*Stated task:* Output every line of the entries below as a numbered list, leaving out any blank lines.

*Records for the task:*
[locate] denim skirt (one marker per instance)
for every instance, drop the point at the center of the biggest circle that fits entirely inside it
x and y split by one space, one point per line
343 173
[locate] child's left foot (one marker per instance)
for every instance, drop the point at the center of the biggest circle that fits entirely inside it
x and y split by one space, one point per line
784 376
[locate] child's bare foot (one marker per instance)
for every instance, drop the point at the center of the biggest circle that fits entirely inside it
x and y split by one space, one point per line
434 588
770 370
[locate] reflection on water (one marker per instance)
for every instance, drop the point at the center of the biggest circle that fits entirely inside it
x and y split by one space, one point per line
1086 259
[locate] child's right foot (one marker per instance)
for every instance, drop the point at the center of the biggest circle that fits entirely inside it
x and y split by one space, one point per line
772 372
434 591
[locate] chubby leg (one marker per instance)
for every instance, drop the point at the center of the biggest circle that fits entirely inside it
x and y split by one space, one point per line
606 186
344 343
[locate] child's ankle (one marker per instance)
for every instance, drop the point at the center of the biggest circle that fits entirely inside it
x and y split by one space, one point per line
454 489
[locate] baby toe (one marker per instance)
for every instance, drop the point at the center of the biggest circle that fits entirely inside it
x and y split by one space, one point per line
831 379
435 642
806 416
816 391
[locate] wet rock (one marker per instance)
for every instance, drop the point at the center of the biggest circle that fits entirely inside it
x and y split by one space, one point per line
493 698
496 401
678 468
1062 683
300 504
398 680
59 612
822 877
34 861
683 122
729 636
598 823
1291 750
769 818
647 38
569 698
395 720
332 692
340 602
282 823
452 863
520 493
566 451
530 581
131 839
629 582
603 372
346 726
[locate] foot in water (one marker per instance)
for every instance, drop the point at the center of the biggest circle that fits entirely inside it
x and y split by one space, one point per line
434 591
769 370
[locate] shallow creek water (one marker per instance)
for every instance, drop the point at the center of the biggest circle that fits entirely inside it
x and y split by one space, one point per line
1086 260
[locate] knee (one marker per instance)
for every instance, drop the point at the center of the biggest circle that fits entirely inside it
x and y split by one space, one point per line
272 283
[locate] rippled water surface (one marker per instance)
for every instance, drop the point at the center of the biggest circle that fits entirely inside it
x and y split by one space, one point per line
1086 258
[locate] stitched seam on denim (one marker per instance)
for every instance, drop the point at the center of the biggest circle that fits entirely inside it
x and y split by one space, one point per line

*Solved exercise:*
1. [locate] denim skirt (one marker per instance)
2. for every instance, drop the point at the center of the biggest circle that fits entirely inside it
3. x and y split by one space, one point per line
4. 343 173
5. [locate] child's left foot (one marker per instance)
6. for every instance, drop the point at the center of the biggest circle that fits entirely inside it
7. x and y split by one space, one point per line
8. 784 376
9. [locate] child's bare foot (one marker per instance)
10. for every instance, drop the point at the center of the biggest circle that fits entirely inside it
11. x and y split by one space, one point per line
12. 434 588
13. 770 370
14. [locate] reflection on water (one marker per instance)
15. for every instance, drop the point at the center of the biggest circle that fits entirely inside it
16. x and y split by one space, one point per line
17. 1086 259
18. [locate] child's right foot (one marker per instance)
19. for every instance, drop the point at the center of the biggest circle that fits entirely inside it
20. x and y split by one space, one point per line
21. 772 372
22. 434 591
23. [locate] chubby leg (one marker per instance)
24. for every instance, drop the point at the center of the biggest circle that fits entirely inside it
25. x and y split by one space, one point per line
26. 606 186
27. 344 343
28. [locate] child's ankle (one marker per instance)
29. for every instance, drop the point at the center of the biggest circle that fits entirely inside it
30. x and y split by one space, one point per line
31. 454 489
32. [locate] baby toe (one marker per instance)
33. for every instance, drop the point at the center of the biggest circle that fits entirely inside it
34. x and y split by one space, one point per line
35. 831 379
36. 435 642
37. 806 416
38. 816 391
39. [locate] wet rock (one marker per instance)
40. for every instance, drop the point at the center of the biggest circle that fits entirely inside it
41. x and y split by one space, one point per line
42. 493 698
43. 496 401
44. 678 468
45. 1062 683
46. 300 504
47. 398 680
48. 59 612
49. 822 877
50. 34 861
51. 683 122
52. 729 636
53. 598 823
54. 1291 750
55. 769 818
56. 647 38
57. 569 698
58. 395 720
59. 332 692
60. 340 602
61. 282 823
62. 452 863
63. 520 493
64. 566 451
65. 530 581
66. 131 839
67. 629 582
68. 603 372
69. 346 726
70. [locate] foot in water (one marker per instance)
71. for every instance, drop the point at the center of the biggest circle that fits entirely inside it
72. x and y split by one space, one point per line
73. 434 591
74. 769 370
75. [locate] shallow creek water (one marker per instance)
76. for every instance, drop the point at the center of the biggest circle that fits entirely inside it
77. x and y split by one space, one point per line
78. 1086 260
79. [locate] knee (one marker per instance)
80. for every instance, drop the point at the center of the biggest circle that fits entirely inside it
81. x and y split by one space, one point per line
82. 272 283
83. [locate] rippled water surface (one marker per instance)
84. for every instance, drop the point at the center of the biggest circle that fits entirely inside it
85. x and y split by one space, one point per line
86. 1086 258
87. [locate] stitched seam on denim (one marker per instance)
88. for every instance, drop the point at the center of the biggest circle that fits entirely inside it
89. x and y split by one space, one point per line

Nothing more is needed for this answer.